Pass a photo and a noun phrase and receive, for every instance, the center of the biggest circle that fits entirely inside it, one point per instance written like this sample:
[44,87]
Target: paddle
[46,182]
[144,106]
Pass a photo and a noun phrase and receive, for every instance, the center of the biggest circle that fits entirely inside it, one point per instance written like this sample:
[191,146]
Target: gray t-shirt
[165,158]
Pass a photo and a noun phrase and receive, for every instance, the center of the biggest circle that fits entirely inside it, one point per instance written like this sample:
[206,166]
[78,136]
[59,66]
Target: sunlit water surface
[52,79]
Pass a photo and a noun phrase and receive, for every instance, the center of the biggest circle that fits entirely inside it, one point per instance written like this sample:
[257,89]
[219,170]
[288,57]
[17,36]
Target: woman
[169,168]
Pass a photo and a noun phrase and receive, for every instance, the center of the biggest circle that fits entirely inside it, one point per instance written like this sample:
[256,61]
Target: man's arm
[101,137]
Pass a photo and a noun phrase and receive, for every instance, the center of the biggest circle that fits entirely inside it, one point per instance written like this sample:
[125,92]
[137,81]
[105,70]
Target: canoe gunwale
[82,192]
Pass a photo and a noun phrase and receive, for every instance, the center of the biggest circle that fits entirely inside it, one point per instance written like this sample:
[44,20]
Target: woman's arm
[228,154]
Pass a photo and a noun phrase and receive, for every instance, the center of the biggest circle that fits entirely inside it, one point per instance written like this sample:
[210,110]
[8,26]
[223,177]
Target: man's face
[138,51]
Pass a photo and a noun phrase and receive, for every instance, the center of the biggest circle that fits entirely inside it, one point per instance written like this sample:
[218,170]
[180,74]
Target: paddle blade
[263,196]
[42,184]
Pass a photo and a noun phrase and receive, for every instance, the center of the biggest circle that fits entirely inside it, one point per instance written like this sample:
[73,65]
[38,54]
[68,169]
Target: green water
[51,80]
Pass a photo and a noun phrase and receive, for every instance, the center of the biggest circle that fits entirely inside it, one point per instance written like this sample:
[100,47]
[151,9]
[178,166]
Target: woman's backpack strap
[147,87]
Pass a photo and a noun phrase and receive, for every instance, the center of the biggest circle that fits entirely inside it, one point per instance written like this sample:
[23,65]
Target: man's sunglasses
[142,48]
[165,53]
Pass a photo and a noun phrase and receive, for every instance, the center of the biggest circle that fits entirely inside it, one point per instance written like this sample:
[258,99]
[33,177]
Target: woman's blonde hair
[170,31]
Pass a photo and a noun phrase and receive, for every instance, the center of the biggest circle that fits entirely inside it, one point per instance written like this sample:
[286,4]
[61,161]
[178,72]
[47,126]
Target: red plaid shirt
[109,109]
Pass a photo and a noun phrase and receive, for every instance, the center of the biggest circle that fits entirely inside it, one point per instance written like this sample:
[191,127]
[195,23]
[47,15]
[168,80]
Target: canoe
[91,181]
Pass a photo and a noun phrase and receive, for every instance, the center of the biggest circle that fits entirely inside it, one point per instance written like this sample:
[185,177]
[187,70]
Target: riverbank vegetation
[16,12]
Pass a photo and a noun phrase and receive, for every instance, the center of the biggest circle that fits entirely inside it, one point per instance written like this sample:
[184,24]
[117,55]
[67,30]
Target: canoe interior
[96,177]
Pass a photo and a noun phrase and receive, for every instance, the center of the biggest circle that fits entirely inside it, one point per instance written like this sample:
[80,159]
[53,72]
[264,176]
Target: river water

################

- WORK TO COMPLETE: The material shown above must be written out again in full, exactly as it reads.

- WRITTEN RESPONSE:
Pass a photo and a noun phrase and receive, for every instance, the center of the biggest circle that fits entirely inside it, one point per instance written like this sample:
[44,87]
Target: paddle
[46,182]
[144,106]
Pass a photo and a noun phrase and receive, for every instance, the center of the biggest circle that fits entirely inside it, one point per instance written like this sample:
[191,146]
Target: gray t-shirt
[165,158]
Pass a photo and a noun phrase and receive, for every instance, the center of the biggest circle that fits entirely inside it, one point per instance written like this sample:
[206,166]
[78,136]
[59,66]
Target: sunlit water surface
[52,79]
Pass a photo and a noun phrase and receive, for every instance, the center of the biggest circle that fits entirely inside it, one point per instance written like this sample:
[257,89]
[219,170]
[288,57]
[17,36]
Target: woman
[169,168]
Pass a photo and a noun phrase and receive, for every instance, the center of the biggest circle that fits entirely inside it, one point per instance written like this sample:
[256,61]
Target: man's arm
[101,137]
Pass a photo and a noun phrase and receive, for every instance, the center of the biggest circle that fits entirely inside it, one point per instance written like this sample:
[125,92]
[137,81]
[105,70]
Target: canoe gunwale
[82,192]
Pass a photo and a noun phrase and receive, for every instance, the center of the biggest circle that fits entirely inside it, one point per instance written like this sample:
[44,20]
Target: woman's arm
[228,154]
Pass a photo and a noun phrase and receive, for every instance, the center of the biggest circle that fits entirely inside it, one point per instance written like this sample:
[210,110]
[8,26]
[223,177]
Target: man's face
[138,51]
Pass a photo and a noun phrase and receive, for every instance, the center of the biggest circle that fits entirely inside it, one point per instance written like this sample:
[218,170]
[180,74]
Target: paddle blade
[263,196]
[42,184]
Pass a photo and a noun phrase and receive, for every instance, the center of the biggest circle that fits entirely inside it, one point per instance written like this sample:
[73,65]
[38,54]
[68,169]
Target: green water
[51,80]
Pass a photo and a noun phrase and receive, for every instance, the center of the biggest circle that fits entirely inside it, one point per instance written like this sample:
[100,47]
[151,9]
[178,166]
Target: woman's backpack strap
[147,87]
Pass a photo and a noun phrase and receive, for every instance, the center of the biggest circle that fits entirely inside it, one point per instance written like this sample:
[23,65]
Target: man's sunglasses
[142,48]
[165,53]
Pass a photo and a noun phrase and receive, for every instance, the center of the biggest circle that fits entirely inside it, one point per instance written like this sample:
[258,99]
[33,177]
Target: woman's blonde hair
[170,31]
Pass a photo and a noun phrase and receive, for every instance, the center of the biggest circle that fits entirely inside it, one point per instance written like this sample:
[286,4]
[61,161]
[178,72]
[47,126]
Target: red plaid shirt
[109,109]
Pass a photo and a noun phrase and receive, for every instance, the center of the biggest circle that fits entirely inside it, one point per instance written like this sample:
[191,127]
[195,23]
[47,15]
[168,80]
Target: canoe
[91,181]
Pass a photo and a noun phrase and receive, for every instance, the center of the biggest circle that fits entirely inside it, one point per instance written like this sample:
[185,177]
[187,70]
Target: riverbank vegetation
[16,12]
Pass a photo and a noun phrase and receive, for every instance, the center of the biggest circle that fits entirely inside it, one point per instance written like this sample:
[184,24]
[117,55]
[67,30]
Target: canoe interior
[96,177]
Pass a photo and a noun phrase and receive, for every instance, the center of the biggest circle that fits entirely inside it, one point per instance written like this sample:
[80,159]
[53,72]
[264,176]
Target: river water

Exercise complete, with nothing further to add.